Task prompt: Reproduce every one of the entries below word for word, keeping each line as it appears.

Data supplied:
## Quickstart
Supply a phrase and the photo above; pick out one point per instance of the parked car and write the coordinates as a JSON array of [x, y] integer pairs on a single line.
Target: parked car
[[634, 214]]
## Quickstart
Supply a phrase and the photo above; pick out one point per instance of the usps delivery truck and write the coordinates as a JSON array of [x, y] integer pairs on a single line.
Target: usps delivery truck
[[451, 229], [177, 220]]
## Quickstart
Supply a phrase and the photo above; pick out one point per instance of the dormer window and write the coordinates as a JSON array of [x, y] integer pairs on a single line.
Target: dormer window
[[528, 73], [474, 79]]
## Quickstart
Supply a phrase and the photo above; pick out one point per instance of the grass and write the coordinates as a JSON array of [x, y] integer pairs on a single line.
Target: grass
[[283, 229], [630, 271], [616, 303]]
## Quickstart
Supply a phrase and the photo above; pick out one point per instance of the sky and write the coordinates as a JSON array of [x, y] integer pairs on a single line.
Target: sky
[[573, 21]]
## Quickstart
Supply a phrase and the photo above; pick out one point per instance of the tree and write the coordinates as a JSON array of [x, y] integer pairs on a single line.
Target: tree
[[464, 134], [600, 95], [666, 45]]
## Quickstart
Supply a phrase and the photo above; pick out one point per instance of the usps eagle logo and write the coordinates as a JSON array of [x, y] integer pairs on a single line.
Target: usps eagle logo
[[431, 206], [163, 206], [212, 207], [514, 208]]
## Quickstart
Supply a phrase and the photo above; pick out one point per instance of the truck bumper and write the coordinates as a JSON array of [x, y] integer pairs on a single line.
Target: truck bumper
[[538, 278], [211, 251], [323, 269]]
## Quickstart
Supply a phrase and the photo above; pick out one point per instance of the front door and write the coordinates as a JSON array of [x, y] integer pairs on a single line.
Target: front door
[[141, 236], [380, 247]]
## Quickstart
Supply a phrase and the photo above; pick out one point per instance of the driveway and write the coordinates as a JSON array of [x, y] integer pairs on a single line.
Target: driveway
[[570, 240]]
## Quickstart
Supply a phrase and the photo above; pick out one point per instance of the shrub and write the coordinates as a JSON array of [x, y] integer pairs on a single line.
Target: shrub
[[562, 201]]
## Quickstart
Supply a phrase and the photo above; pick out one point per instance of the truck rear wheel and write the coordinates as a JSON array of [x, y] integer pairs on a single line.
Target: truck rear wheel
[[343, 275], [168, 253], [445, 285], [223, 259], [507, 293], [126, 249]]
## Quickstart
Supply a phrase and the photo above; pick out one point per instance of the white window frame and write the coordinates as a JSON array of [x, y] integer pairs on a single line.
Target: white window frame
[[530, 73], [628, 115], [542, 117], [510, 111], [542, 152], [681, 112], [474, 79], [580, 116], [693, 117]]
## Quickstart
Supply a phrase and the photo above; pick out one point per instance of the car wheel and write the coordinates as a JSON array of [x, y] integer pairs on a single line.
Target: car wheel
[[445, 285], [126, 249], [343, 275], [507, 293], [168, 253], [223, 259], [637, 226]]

Answer:
## Quickstart
Supply a phrase and the photo above; pick out one point per instance of the parked car and write the coordinates as a JSON array of [x, y] integer pairs on a single line.
Target: parked car
[[634, 214]]
## Quickstart
Supply a phrase and the photo above; pick out one point per instance of the usps delivery truck and write the coordinates as a JSON array of [x, y] integer pairs on a single line.
Target: usps delivery truck
[[451, 229], [177, 220]]
## Quickstart
Supply a phrase and the photo above; pick out one point per instance of the dormer window and write the coordinates as a JSON array of [x, y] integer pairs on a single line.
Target: dormer window
[[528, 73], [474, 79]]
## Quickstart
Supply a phrase and the photo above; pick out one point per instance of the grass and write the coordinates as a JSON array of [x, y] integer pairs on a single line.
Target: grass
[[283, 229], [630, 271], [616, 303]]
## Quickstart
Supply a phrase and the photo above; pick out one point per instance of the sky and write the coordinates as a JSON array of [x, y] integer pairs on a single line.
Target: sky
[[573, 21]]
## Quickstart
Supply a phrase and the photo above; pick out one point per instance of the tree and write the coordinates as a JSON array of [x, y] integer pairs on a single line.
Target: tree
[[464, 134], [600, 95], [666, 45]]
## Quickstart
Supply a phrase and the photo above; pick out one point per instance of the usps eagle logo and write the coordinates as a JSON array of [x, y] integer pairs on a single line.
Target: usps eagle logo
[[431, 206], [163, 206], [212, 207], [514, 208]]
## Quickstart
Supply a phrase and the photo above; pick out one point per instance of the truck bumper and write the coordinates as a JSON array of [x, y] integer pairs on a single line.
Target: truck bumper
[[538, 278], [211, 251], [323, 269]]
## Quickstart
Supply a phrase and the photo above; pick out one point per instance of the front door and write the coordinates as a JSON array of [x, y] integer pairs on a single line.
Target: front door
[[141, 236], [380, 247]]
## Quickstart
Supply a phrase and the photo above; pick out one point per instance of the driveway and write the coordinates as a JSON array of [x, y] integer pairs on a single line.
Target: driveway
[[570, 240]]
## Quickstart
Supply a phrase and the photo above; pick out one point per instance of the shrub and write the coordinates as a JSON array of [x, y] integer pairs on a single line.
Target: shrub
[[562, 201]]
## Quickstart
Supply a phrase and the photo above; pick out one point per instance of the truck rear wheel and write the coordinates as a JSON array of [x, y] integer pairs on a single line.
Target: truck rear wheel
[[343, 275], [168, 253], [445, 285], [223, 259], [507, 293], [126, 249]]
## Quickstart
Supply a phrase and the photo above; pick out one point per instance of the white window frame and write the coordinates as a JSON array of [x, y] integer pairs on a single line.
Target: white window frame
[[530, 73], [628, 115], [542, 117], [510, 111], [542, 152], [681, 112], [474, 79], [580, 116], [693, 117]]
## Quickstart
Supply a phrase and the photo above; pick out one point per instance of the car wheel and write the coordinates as a JSON array of [x, y] integer pairs on a single line.
Target: car wheel
[[445, 285], [126, 249], [343, 275], [507, 293], [168, 253], [223, 259], [637, 226]]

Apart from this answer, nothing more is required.